**Provided text**:

# Making Tracks



## ascott (Mar 6, 2011)

Hi all! First post here on TPF so here goes.

Took this one in the recent winter snow we had, liked how the farmers tractor had made such a strong element to the shot and thought it would suit some B&W treatment.

C&C welcome.


----------



## PhotoWrangler (Mar 6, 2011)

WOW! That was a nice breath of fresh air. I was totally expecting something else.

I love this one. The exposure is nice, and the tracks lead your eye to the trees in the background. Very nice work.


----------



## ascott (Mar 6, 2011)

Thanks for the feedback Christopher, I'm glad you like it :thumbup:


----------



## Tashyd (Mar 20, 2011)

Wow, I love this picture!


----------



## 480sparky (Mar 20, 2011)

Sparky like too.


----------



## Fleacz (Mar 28, 2011)

nice job, i like how the tracks are so distinctive through that fluffy snow.


----------



## 12sndsgood (Mar 28, 2011)

i like it as well. very nice.


----------



## ottor (Mar 28, 2011)

Beautiful "First Post" ..... love the composition, the softness of the background, and the clarity of the snow...      Great Job !

R


----------



## Davor (Mar 28, 2011)

Lovely photo! Great exposure and composition, its good that you really nailed the lighting on everything. I think if you ditch the boarder it would be more appealing


----------



## Mike Lamb (Mar 28, 2011)

Very sweet.  Good strong focus and texture to front snow, and then a nice dreamy fade.

**Directive 1**:
Echo the part of the Making Tracks thread that opens with the words containing "Took this one" and closes with "PhotoWrangler (Mar 6, 2011)".
**Directive 2**:
Decide whether each statement agrees with the Making Tracks thread, answering yes or no and quoting the deciding words: (a) The person who started the thread took the photo in recent winter snow. (b) Davor recommends keeping the border. (c) PhotoWrangler says the tracks lead the eye to the trees in the background.
The records that follow were drawn from a separate source.

Point annotation dataset records:

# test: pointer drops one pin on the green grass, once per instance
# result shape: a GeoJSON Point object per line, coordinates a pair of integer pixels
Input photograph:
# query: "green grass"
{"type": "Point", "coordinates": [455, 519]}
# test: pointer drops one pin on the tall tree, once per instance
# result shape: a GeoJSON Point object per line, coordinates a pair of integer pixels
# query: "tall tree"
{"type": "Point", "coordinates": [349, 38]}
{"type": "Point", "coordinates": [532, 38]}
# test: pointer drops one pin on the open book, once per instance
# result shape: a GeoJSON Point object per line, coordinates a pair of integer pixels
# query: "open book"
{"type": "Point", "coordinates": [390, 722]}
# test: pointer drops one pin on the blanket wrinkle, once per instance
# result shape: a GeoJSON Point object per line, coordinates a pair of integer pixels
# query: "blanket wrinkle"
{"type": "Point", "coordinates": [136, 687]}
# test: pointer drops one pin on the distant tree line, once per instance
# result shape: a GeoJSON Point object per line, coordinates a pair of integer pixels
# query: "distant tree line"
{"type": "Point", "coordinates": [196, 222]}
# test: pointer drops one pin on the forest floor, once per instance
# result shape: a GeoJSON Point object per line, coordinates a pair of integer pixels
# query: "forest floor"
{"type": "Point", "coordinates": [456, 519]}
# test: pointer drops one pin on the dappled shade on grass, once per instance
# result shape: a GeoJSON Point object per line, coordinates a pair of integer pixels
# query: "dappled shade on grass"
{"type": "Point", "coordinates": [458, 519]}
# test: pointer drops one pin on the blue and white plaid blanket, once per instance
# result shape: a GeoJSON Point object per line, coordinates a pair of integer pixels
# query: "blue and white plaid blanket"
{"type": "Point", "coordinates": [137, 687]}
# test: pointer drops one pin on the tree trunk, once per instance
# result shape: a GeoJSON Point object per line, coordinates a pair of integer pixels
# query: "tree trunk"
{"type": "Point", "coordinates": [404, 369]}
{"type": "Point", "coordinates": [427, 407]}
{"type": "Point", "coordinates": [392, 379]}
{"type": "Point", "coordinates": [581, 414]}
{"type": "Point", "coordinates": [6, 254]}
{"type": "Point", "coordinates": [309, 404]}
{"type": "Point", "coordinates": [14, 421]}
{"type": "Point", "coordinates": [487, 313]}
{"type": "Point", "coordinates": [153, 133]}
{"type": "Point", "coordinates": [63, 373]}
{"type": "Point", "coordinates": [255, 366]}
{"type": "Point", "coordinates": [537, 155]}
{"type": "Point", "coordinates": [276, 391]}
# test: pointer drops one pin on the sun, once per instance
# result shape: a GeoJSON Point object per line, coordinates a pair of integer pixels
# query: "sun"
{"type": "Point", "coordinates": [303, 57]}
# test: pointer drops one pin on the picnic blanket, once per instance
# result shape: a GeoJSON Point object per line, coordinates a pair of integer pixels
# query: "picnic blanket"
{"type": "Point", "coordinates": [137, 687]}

**Solution 1**:
Took this one in the recent winter snow we had, liked how the farmers tractor had made such a strong element to the shot and thought it would suit some B&W treatment.

C&C welcome.


----------



## PhotoWrangler (Mar 6, 2011)

**Solution 2**:
(a) Yes: "Took this one in the recent winter snow we had"
(b) No: "I think if you ditch the boarder it would be more appealing"
(c) Yes: "the tracks lead your eye to the trees in the background"